Cloning Scrawl entitys

Animating entitys along a path

Extensions: path, factories, animation

Any entity can be animated along a path once it has been set up to do so:

Give the following entity attributes an appropriate value, either by including them in the factory function object when creating the entity, or by using the .set() function after it has been created:

  • .pathPlace - a value between 0 and 1, with 0 being at the start of the path and 1 being at the end of it.
  • .deltaPathPlace - a (very small) delta value to be added to the .pathPlace attribute during the animation sequence. Alternatively, the .pathPlace attribute can be set directly using the .set() or .setDelta() functions.
  • .pathSpeedConstant - when set to true, the entity will move along the path at a constant speed; when false the entity will slow down as it negotiates corner curves (default: true).
  • .addPathRoll - if true, the entity will rotate to match the path's slope (default: false)

The path itself is provided by a Path entity. If not already defined, create the Path path and then set the .path attribute of the entitys to be animated along it to the Path's name.

Work to do
Translate this sentence from the text above on animating along a path into Spanish: "The path itself is provided by a Path entity."

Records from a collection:
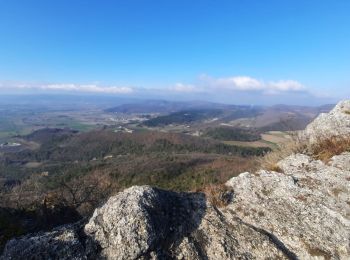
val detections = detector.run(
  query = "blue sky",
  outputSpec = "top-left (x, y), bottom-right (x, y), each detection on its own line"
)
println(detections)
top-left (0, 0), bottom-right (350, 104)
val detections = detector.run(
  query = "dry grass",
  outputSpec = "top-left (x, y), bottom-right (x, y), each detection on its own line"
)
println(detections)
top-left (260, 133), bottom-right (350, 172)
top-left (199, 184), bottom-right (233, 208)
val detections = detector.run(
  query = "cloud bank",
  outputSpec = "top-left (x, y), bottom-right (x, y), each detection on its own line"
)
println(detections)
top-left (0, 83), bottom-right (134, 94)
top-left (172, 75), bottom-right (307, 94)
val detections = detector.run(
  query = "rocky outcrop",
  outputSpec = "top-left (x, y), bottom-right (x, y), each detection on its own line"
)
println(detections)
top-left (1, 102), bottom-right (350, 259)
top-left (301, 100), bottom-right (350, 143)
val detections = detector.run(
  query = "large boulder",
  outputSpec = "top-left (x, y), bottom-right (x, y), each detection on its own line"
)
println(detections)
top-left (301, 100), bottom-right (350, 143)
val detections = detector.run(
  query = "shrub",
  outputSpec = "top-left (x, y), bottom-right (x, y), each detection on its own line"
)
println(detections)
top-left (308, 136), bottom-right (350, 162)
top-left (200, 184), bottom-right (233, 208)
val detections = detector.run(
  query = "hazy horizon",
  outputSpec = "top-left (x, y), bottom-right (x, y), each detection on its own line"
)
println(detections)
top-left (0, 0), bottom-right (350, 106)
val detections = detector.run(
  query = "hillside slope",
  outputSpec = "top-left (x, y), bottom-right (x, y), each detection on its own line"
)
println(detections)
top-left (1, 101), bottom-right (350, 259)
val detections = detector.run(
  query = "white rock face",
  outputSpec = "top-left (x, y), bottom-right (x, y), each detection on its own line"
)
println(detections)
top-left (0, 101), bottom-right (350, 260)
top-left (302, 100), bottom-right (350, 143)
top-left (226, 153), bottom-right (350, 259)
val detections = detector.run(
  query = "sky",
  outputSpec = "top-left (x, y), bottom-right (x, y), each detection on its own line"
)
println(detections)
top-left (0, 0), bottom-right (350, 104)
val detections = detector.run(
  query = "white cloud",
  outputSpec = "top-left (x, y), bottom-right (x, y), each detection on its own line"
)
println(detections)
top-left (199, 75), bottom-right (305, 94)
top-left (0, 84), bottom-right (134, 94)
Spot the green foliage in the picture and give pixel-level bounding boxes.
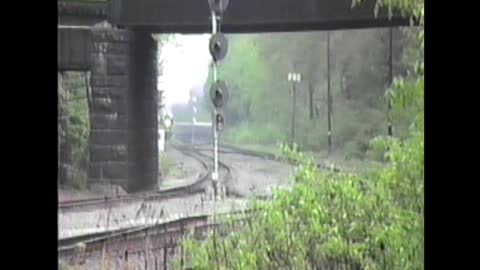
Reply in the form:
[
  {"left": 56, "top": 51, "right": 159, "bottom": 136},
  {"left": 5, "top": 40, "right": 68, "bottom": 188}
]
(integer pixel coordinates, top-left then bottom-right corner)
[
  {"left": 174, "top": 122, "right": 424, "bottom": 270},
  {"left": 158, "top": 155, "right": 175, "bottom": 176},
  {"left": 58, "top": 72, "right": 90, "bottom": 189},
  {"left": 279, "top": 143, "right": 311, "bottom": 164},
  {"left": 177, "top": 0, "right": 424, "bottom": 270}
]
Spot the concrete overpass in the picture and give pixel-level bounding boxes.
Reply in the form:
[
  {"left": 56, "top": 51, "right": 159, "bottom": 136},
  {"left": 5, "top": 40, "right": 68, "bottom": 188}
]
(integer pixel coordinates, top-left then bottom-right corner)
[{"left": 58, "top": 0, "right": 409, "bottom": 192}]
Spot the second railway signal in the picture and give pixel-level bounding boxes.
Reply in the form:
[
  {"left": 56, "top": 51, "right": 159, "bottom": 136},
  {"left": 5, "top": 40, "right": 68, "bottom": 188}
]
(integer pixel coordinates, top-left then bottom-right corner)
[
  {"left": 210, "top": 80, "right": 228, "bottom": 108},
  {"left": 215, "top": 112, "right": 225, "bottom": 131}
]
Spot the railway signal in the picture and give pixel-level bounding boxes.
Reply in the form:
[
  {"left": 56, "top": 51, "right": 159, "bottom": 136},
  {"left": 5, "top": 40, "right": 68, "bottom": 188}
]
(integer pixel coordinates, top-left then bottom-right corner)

==

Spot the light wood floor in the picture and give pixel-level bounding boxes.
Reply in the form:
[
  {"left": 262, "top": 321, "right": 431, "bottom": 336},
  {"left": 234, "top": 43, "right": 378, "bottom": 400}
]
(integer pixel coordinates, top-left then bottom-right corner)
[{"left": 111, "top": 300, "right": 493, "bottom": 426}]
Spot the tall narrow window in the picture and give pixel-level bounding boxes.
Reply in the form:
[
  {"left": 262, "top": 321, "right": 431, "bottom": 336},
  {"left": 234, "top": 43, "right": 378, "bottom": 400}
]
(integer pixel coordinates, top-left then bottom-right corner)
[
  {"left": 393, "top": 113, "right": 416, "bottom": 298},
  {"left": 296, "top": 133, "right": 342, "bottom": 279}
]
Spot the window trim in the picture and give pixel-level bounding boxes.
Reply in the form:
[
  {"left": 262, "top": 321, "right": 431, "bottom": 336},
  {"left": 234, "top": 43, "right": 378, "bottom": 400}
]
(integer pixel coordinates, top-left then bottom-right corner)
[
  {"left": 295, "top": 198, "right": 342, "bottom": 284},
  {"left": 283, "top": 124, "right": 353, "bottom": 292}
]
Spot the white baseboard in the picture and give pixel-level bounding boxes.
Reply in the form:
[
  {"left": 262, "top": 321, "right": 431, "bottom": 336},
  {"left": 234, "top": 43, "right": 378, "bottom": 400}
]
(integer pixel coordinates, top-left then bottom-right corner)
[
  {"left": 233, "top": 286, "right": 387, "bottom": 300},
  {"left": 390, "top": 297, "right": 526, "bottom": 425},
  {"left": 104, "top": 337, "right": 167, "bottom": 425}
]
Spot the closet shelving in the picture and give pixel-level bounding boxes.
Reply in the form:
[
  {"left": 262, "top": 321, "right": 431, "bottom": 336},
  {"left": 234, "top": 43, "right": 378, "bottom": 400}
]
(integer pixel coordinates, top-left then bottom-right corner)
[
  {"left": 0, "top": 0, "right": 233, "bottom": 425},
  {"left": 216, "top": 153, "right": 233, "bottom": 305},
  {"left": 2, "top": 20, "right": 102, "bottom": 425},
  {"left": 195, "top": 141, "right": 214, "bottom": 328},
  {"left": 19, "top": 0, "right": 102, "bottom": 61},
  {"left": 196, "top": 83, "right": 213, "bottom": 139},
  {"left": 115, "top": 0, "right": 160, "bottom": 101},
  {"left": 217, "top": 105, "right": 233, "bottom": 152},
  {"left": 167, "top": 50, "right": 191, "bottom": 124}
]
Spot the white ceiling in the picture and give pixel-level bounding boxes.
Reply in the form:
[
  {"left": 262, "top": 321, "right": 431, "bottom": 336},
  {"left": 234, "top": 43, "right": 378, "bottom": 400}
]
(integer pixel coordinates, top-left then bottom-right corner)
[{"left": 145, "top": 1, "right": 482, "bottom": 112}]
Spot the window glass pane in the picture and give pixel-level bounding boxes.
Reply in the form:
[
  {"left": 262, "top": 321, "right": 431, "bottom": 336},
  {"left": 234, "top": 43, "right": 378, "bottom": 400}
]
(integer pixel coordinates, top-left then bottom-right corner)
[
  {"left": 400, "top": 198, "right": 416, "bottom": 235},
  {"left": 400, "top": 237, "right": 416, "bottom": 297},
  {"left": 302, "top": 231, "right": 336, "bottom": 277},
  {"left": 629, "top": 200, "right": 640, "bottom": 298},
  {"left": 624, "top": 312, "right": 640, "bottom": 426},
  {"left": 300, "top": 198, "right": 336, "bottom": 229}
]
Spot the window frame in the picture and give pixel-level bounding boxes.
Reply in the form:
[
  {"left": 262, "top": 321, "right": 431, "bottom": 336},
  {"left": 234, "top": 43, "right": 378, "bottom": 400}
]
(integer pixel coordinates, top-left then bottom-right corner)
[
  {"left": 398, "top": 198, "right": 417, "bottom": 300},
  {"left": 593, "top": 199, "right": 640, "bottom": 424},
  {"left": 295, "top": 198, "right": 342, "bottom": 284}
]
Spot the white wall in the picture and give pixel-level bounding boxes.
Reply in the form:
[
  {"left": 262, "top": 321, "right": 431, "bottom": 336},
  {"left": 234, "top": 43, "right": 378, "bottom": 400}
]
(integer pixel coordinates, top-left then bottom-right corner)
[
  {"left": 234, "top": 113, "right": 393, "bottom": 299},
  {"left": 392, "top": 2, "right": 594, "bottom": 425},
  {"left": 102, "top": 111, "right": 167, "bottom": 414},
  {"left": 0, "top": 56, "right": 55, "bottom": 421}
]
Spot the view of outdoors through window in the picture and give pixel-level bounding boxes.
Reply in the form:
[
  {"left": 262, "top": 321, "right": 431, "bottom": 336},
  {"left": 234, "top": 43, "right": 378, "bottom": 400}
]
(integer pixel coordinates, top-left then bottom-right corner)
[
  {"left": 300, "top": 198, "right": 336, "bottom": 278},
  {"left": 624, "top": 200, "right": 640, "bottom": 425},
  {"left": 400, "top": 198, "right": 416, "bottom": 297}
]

Task output
La propia ruta la proporciona una entidad Path.